### RECORDS FOR THE EXERCISE:
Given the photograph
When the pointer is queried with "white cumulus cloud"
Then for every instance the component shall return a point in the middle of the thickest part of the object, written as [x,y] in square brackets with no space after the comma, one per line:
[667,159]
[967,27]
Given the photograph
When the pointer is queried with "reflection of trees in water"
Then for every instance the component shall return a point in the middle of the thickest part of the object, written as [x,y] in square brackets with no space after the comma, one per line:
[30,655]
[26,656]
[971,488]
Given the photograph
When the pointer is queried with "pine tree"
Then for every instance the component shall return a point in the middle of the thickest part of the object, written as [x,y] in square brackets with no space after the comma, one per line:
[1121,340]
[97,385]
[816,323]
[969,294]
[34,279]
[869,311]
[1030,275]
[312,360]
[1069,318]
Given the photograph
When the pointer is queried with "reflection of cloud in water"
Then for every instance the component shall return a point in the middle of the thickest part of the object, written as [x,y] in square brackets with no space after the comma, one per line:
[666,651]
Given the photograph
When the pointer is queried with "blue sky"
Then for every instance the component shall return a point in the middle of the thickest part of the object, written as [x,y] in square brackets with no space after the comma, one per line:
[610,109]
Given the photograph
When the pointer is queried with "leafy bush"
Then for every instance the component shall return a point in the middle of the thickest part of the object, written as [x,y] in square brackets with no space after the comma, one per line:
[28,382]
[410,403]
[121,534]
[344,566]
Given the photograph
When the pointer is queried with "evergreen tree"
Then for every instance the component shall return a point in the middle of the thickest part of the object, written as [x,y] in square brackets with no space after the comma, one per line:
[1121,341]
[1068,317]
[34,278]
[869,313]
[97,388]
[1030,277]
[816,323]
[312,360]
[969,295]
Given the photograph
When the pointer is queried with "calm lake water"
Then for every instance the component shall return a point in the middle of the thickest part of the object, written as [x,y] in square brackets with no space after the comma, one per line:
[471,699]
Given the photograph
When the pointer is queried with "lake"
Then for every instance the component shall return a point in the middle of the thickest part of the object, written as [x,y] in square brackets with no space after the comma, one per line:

### WRITTEN TASK:
List every line of the entries above that contains the string "reflection", matching uppercase and lowercase letters exactly.

### ANSWER TO THE PROBLEM:
When the pointer is queried with "reflection of trees in water"
When the pointer is queried with "reflection of cloud in water"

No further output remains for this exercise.